STATED GOAL » Copy the records verbatim, starting with the line that contains "the framed picture on wall" and continuing through the end of the records, both ends included.

*** GIVEN ENTRIES

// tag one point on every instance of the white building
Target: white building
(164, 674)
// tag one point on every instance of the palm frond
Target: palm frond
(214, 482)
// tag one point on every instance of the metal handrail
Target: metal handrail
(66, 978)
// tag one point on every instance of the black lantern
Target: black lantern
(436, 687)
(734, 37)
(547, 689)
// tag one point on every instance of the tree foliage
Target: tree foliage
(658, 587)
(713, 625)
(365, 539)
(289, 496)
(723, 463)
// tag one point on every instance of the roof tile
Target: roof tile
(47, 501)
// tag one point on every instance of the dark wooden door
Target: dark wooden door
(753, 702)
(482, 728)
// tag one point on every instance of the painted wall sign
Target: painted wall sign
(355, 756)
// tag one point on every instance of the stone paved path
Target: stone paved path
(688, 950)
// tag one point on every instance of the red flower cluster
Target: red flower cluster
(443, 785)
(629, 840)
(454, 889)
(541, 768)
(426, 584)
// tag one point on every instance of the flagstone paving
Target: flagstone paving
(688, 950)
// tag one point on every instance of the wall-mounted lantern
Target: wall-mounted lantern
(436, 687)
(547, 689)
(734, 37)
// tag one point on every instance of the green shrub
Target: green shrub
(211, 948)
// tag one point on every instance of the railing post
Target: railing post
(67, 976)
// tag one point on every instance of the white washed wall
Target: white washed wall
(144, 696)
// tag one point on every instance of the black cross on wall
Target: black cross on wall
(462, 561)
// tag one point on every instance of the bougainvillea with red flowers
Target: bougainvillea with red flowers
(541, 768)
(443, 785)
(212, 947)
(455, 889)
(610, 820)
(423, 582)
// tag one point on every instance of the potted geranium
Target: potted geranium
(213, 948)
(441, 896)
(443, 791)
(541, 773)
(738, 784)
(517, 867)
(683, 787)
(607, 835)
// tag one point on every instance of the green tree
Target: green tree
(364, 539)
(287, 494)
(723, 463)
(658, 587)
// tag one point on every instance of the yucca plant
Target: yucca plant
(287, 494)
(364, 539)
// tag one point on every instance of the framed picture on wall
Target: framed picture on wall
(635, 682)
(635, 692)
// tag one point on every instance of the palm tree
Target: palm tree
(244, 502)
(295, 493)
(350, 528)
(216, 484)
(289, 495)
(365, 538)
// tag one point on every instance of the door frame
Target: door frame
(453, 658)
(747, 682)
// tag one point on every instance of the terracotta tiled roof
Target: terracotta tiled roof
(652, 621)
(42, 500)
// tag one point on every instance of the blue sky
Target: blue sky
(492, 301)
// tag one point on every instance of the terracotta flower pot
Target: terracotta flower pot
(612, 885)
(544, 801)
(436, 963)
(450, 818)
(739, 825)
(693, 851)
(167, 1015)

******

ANSWER TO THE TASK »
// tag one point on every instance of the framed picture on wall
Target: framed picture on wall
(635, 682)
(635, 692)
// tag one point on every instance of the palm tree
Target: palm tree
(244, 502)
(295, 493)
(350, 528)
(216, 484)
(289, 495)
(365, 538)
// tag one point on every instance of the door frame
Target: door frame
(453, 658)
(747, 682)
// tag one point on every instance of the terracotta tiled roof
Target: terracotta tiled roof
(652, 621)
(42, 500)
// tag one point on every instance of the blue sky
Target: blue sky
(492, 301)
// tag one point on every instance of the terracotta flower pot
Target: terracotta flower pot
(612, 885)
(544, 801)
(436, 963)
(450, 818)
(739, 825)
(693, 851)
(167, 1015)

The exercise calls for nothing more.